* Aim of the task: Skip every picture. Print each line from the one containing "Could you spot the blurred background" through the end of the records below, word for word.

>>>>>

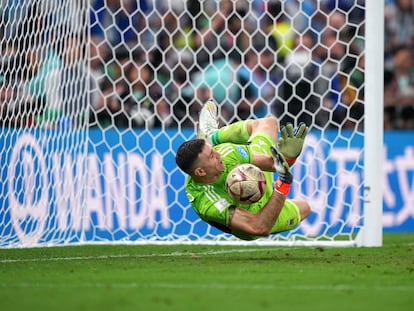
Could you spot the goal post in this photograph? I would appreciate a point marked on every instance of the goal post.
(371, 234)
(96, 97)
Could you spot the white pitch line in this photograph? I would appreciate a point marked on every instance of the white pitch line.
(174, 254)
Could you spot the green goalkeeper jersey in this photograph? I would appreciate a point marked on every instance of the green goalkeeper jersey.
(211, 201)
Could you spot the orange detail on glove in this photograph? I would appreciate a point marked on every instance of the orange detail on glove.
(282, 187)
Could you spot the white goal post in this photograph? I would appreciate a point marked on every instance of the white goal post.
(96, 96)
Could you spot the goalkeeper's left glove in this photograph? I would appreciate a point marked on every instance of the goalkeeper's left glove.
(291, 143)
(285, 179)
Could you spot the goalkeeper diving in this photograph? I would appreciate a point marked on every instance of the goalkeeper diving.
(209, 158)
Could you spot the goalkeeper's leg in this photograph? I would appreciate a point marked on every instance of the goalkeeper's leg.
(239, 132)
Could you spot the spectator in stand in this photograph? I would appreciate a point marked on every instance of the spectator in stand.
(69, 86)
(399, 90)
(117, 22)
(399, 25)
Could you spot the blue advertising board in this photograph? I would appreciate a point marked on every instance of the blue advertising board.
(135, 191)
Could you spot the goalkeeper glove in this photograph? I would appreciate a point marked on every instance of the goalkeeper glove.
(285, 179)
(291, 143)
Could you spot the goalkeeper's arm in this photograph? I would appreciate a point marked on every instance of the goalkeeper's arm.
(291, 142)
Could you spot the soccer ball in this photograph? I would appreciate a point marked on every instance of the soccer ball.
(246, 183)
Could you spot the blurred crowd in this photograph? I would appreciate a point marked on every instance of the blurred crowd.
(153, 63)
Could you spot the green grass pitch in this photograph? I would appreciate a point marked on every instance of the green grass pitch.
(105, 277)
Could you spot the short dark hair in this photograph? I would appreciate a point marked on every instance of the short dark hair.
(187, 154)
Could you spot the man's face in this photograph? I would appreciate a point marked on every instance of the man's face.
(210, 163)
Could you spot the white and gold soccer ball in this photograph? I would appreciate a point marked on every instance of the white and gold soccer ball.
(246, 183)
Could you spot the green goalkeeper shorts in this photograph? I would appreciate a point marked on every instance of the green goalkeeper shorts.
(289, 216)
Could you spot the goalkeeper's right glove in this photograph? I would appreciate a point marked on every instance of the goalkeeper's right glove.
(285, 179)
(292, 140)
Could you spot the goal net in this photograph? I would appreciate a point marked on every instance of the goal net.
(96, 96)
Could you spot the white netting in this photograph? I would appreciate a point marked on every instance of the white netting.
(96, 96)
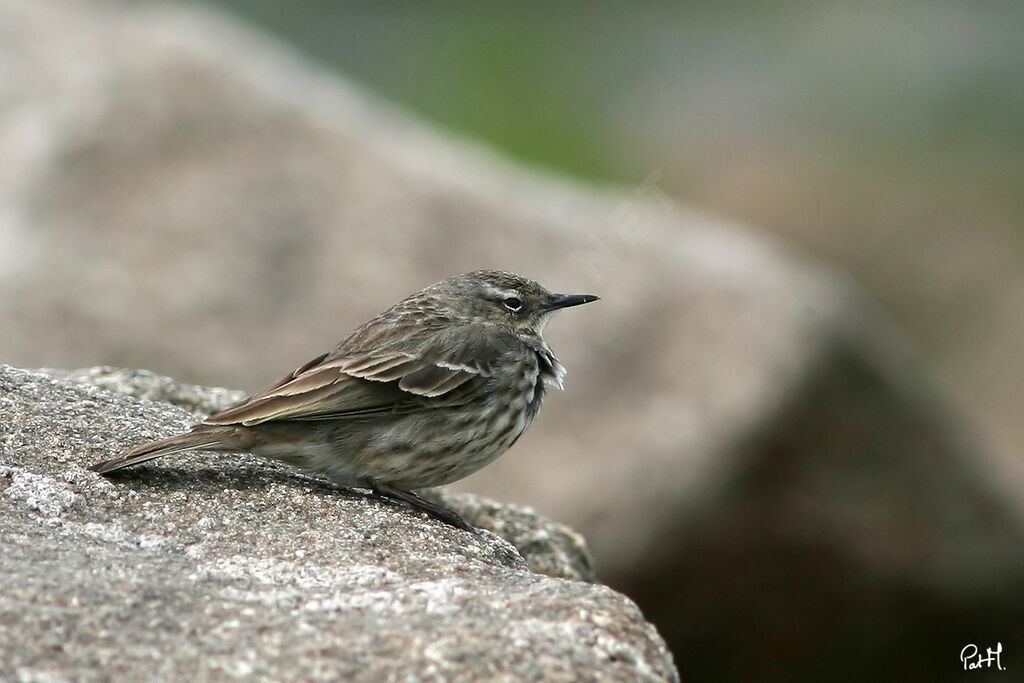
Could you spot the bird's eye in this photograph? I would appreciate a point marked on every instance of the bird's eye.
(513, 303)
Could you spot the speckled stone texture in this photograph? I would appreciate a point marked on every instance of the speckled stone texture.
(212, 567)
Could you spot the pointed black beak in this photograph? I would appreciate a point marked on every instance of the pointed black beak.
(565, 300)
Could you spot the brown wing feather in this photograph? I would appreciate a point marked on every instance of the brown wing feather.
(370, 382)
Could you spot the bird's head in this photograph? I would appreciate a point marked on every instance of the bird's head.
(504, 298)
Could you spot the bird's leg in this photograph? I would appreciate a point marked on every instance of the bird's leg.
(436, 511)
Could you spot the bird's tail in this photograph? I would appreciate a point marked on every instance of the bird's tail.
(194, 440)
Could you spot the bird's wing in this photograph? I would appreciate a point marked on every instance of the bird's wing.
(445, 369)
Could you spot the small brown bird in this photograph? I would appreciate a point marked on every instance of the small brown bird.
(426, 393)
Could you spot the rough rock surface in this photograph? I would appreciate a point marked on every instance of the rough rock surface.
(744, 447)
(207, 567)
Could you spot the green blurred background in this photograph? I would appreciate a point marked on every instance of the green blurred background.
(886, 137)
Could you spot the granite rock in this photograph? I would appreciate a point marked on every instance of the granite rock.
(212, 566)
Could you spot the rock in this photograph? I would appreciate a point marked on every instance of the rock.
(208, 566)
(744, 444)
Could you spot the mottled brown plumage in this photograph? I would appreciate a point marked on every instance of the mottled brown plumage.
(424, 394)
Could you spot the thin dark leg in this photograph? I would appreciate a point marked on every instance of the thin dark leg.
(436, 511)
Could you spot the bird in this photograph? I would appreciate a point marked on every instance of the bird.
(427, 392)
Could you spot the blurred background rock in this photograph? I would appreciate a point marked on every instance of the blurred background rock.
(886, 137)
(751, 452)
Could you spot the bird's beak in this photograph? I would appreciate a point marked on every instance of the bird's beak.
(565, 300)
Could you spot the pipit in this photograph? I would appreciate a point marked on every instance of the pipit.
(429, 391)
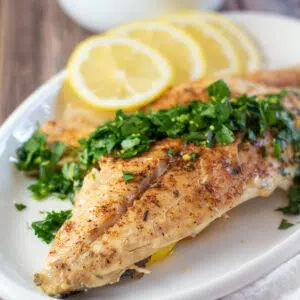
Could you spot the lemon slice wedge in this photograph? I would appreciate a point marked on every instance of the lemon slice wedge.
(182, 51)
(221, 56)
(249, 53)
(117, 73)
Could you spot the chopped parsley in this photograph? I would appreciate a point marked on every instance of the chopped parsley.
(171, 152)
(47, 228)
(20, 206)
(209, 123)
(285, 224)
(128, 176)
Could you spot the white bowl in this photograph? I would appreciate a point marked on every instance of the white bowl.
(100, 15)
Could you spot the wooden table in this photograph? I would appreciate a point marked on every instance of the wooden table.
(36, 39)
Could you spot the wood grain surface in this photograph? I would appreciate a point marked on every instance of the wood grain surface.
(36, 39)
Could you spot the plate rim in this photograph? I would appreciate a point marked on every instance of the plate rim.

<<<<<

* Reply:
Could you spot the blurred background rock in this photograph? I would appreciate a point marked on every instance of the blurred background rock.
(886, 137)
(751, 452)
Could you spot the bird's beak in this photograph? I would appreciate a point marked on every instance of the bird's beak.
(565, 300)
Could you spot the pipit in this photograph? I would appreciate a point marked on every instance of the pipit.
(429, 391)
Could you spot the lemon slice wedge in this photograph? I would appreciate a point marked on every instance of the lemon slice wedge.
(182, 51)
(221, 56)
(249, 53)
(117, 73)
Could you spot the chopped parsley in this photograph? I would appreciate a point marked on every instance of the chopped parsley.
(171, 152)
(47, 228)
(20, 206)
(209, 123)
(285, 224)
(128, 176)
Could you spot the white bowl in this photograph? I would appreciate a point marked on every instance of the white bowl.
(100, 15)
Could you spot the wooden table in this photograph? I would appreciate a point marked on every instance of the wooden table.
(36, 39)
Could you spot the wood grain surface in this photograph? I would appreciate a point marked on every instance of the wood grain surface.
(36, 39)
Could you spot the plate rim in this photograph? I would appreciate a point marked on every instance of the plate rim.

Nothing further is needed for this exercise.